◆ **Bereitgestellter Auszug**
* * *

Foto: REUTERS/Asmaa Waguih

Kairo - Der Tahrir-Platz im Zentrum von Kairo glich am Sonntag wieder einmal einer militärischen Festung. Am Vorabend des vierten Jahrestages der Revolution hatten einige Dutzend Mitglieder einer linken Partei versucht, auf dem ikonischen Rund in Erinnerung an die Märtyrer von 2011 Blumen niederzulegen. Die Polizei löste den Zug auf. Eine 31-Jährige erlitt tödliche Schussverletzungen.

Bei kleineren Kundgebungen im ganzen Land wurden am Sonntag mindestens elf Muslimbrüder getötet. "Wann werden wir realisieren, dass Gewalt nicht die Lösung ist", twitterte Mohammed El-Baradei, Ex-Chef der Atomenergiebehörde IAEA und einer der Köpfe der Revolution von 2011, der inzwischen Ägypten wieder den Rücken gekehrt hat.

Wegen der Staatstrauer nach dem Tod des saudischen Königs Abdullah waren alle offiziellen Feiern abgesagt worden. Präsident Abdelfattah al-Sisi hatte im Vorfeld gesagt, dass er nichts von Protesten halte. 90 Millionen Ägypter wollten essen und trinken und eine gesicherte Zukunft, begründete er seine Politik, die ganz auf wirtschaftliche Entwicklung setzt und Demokratie und Menschenrechte nicht als Priorität erachtet.

* * *

◆ **Datenblock**
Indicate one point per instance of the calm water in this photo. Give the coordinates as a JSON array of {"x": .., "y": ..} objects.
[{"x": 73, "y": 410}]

* * *

◆ **Aufgaben zur Übung**
1. Übersetze aus dem Auszug über den Jahrestag der Revolution in Kairo den Satz „Wegen der Staatstrauer nach dem Tod des saudischen Königs Abdullah waren alle offiziellen Feiern abgesagt worden.“ ins Englische.
2. Führe den Auszug über den Jahrestag der Revolution in Kairo im Anschluss an seinen letzten Satz weiter.
Das Material steht für sich und gehört nicht zum Auszug.

◆ **Lösungen der Aufgaben**
1. Because of the state mourning following the death of Saudi King Abdullah, all official celebrations had been canceled.

2.
Sisi wünscht Einheitsliste

Um diese Politik fortsetzen zu können, hat Sisi kürzlich sämtliche politischen Parteien und Bewegungen aufgefordert, sich bei den kommenden Wahlen auf eine Einheitsliste zu verständigen. Diese soll dann ihn unterstützen.

Die Forderungen der Revolution nach "Brot, Freiheit und sozialer Gerechtigkeit" sind in der politischen Polarisierung und im von der Regierung ausgerufenen "Kampf gegen den Terrorismus" untergegangen. Viele der Revolutionsaktivisten sind im Gefängnis. Die Jugendbewegung des 6. April, treibende Kraft der Revolutionstage, hat deshalb diese Losungen vor kurzem neu unterstrichen.

Allerdings ist es schwierig geworden, für irgendein Anliegen auf die Straße zu gehen. Ein drastisches Demonstrationsgesetz verhindert praktisch alle öffentlichen Kundgebungen. Wer sich kritisch gegen die offizielle Politik äußert, muss sich zudem immer von ähnlichen Botschaften der von der Macht verdrängten Islamisten abgrenzen, die von den Sicherheitskräften unbarmherzig verfolgt werden. Anzeichen eines politischen Ausgleichs mit den Muslimbrüdern gibt es nicht, dafür werden die Exponenten des Mubarak-Regimes wieder salonfähig. Kürzlich hat ein Gericht entschieden, dass Hosni Mubaraks Söhne auf freien Fuß zu setzen seien. (Astrid Frefel aus Kairo, DER STANDARD, 26.1.2015)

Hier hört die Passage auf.